TEXTO PARA LEER:
________
Una parte importante del pensamiento ilustrado es optimista. Creían en el progreso derivado de la razón, creian en la liberación del individuo de las trabas maracadas por la superstición, el fanatismo y las instituciones opresoras, creían en la posibilidad de mejorar socialmente.
Pero la Ilustración también tenía un lado pesimista. Para Aristóteles, la ética y la filosofía política no son ciencias teóricas, porque no es posible saber qué es el bien si uno no está empeñado en ser bueno, ni se puede saber qué es la justicia si uno mismo no trata de ser justo. El derecho no puede construirse 'a priori', ni puede dictarlo quienes no estén personalmente empeñados en hacer el bien y vivir la justicia. Si Platón creía en un "rey-filósofo", Aristóteles pensaba en una estructura asamblearia, donde todos los miembros del pueblo son partícipes de ese deseo de fundar el derecho en la búsqueda del bien y la justicia, aunque los cargos de responsabilidad deban quedar reservados, por la misma razón, a los más formados (la aristocracia: literalmente, los mejores)
Santo Tomás, y los escolásticos cristianos, también creían que la ética era inseparable de la política. En este caso, porque no era tanto el arte o la técnica de dirigir a los hombres, o de distribuir "cargos y cargas", sino que consiste en aplicar el derecho natural -consonante con la ley divina- a las circunstancias concretas de cada grupo humano. La ley humana tiene carácter de ley en cuanto se ajusta a la recta razón, y en este sentido deriva de la ley eterna.
En cambio los ilustrados no creen que exista una ley natural derivada de la ley divina. En todo caso, el derecho natural se basa en la salvaguarda de aquello que sea más específicamente humano (la vida, la propiedad, la búsqueda de la felicidad...) Sobre esto hay opiniones, y por eso cada autor refundaba las bases del sistema sobre su peculiar manera de entender el hombre y la vida en sociedad.
Eso si, a imitación de las ciencias naturales, todos creían en que era posible establecer las bases de un sistema de gobierno 'científico' mediante el análisis del problema dividido en sus partes esenciales, y la recomposición de un 'todo' que encauce y dirija las fuerzas sociales. Aparece así el estado liberal, el estado democrático, pero también los sueños de construir el paraíso en la tierra, con los estados totalitarios. Se trata de una política que pretende marcar y dirigir la moral de los habitantes convirtiéndolos en buenos ciudadanos -según se entiendo eso en cada sistema-. Al hacer de la ética un asunto privado, pues cada uno ha de ser feliz a su manera, lo que une a los hombres en sociedad es el interés por conservar sus libertades y sus propiedades, convirtiendo todo ello en libertades civiles para garantizarlas. Cada gobernante y cada pueblo sabrán buscar la mejor forma en los diferentes momentos, según sus intereses. Kant fue de los que llevó estas posiciones al extremo al considerar que el problema "era constreñir al hombre a ser un buen ciudadano aunque no esté obligado a ser morlamente un hombre bueno y que no es la moralidad causa de la buena constitución del estado, sino más bien al contrario; de esta última hay que esperar la formación moral de un pueblo."
________
BLOQUE DE DATOS:
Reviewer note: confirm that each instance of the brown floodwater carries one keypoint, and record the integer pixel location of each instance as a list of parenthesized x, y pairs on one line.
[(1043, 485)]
________
CONSIGNA 1:
Según el texto sobre la Ilustración, ¿qué significa literalmente la palabra aristocracia?
CONSIGNA 2:
Reescribe el texto sobre la Ilustración desde las palabras "Pero la Ilustración" hasta las palabras "literalmente, los mejores)", inclusive, y pon "comprometido" en lugar de "empeñado".
CONSIGNA 3:
Sigue escribiendo el texto sobre la Ilustración justo después de su última oración.
El listado viene de otra fuente.

RESULTADO DEL EJERCICIO 1:
Los mejores.

RESULTADO DEL EJERCICIO 2:
Pero la Ilustración también tenía un lado pesimista. Para Aristóteles, la ética y la filosofía política no son ciencias teóricas, porque no es posible saber qué es el bien si uno no está comprometido en ser bueno, ni se puede saber qué es la justicia si uno mismo no trata de ser justo. El derecho no puede construirse 'a priori', ni puede dictarlo quienes no estén personalmente comprometidos en hacer el bien y vivir la justicia. Si Platón creía en un "rey-filósofo", Aristóteles pensaba en una estructura asamblearia, donde todos los miembros del pueblo son partícipes de ese deseo de fundar el derecho en la búsqueda del bien y la justicia, aunque los cargos de responsabilidad deban quedar reservados, por la misma razón, a los más formados (la aristocracia: literalmente, los mejores)

RESULTADO DEL EJERCICIO 3:
¿Qué se deriva de todo ello? Pues que desde el siglo XVIII aspiramos a la felicidad, y esperamos que nos llegue mediante una determinada constitución política, el triunfo de un determinado partido, la creación de un estado nacional, una revolución social, etc. Los ciudadanos no tenemos tanto que esforzarnos por ser mejores individualmente como atender a que el estado imponga al conjunto el tipo de moralidad que nos parece correcta (para todos, a veces no para cada uno de nosotros).
Esto tiene implicaciones enormes. Ha sido el caldo de cultivo de muchas formas de liberación y de individualismo, con avances respecto a los derechos y el respeto de las personas, pero también ha sido fuente de todo tipo de movimientos dogmáticos, desde el liberalismo ultrancista y el nacionalismo excluyente hasta el fascismo y el comunismo. Poco importa que sus doctrinas puedan ser incluso antiilustradas. Lo cierto es que son herederos de la fe en el progreso y en la necesidad de que el estado se encargue de producir un marco moral para los individuos y les inculque determinados valores. Todo lo contrario de los clásicos grecorromanos y medievales, donde solo la aspiración individual al bien podía proporcionar la necesaria felicidad colectiva.
Estas constataciones no dejan de recordarme el hecho de que, ahora que casi todoa Europa comparte unos sistemas políticos perfectamente homologables, las virtudes o dificultades generales de su funcionamiento sigan más enraizadas en el sistema de valores tradicional de cada país (el estado del bienestar escandinavo, el nacionalismo alemán, las corruptelas italianas o españolas...) que en el diseño constitucional. Parece que los sistemas políticos no cambian muchas cosas aunque hayan pasado casi dos siglos desde su primera instauración y, en cambio, los valores de los ciudadanos si son perfectamente capaces de impregnar estos sistemas. Los ilustrados quizá tomaron en esto un camino erróneo.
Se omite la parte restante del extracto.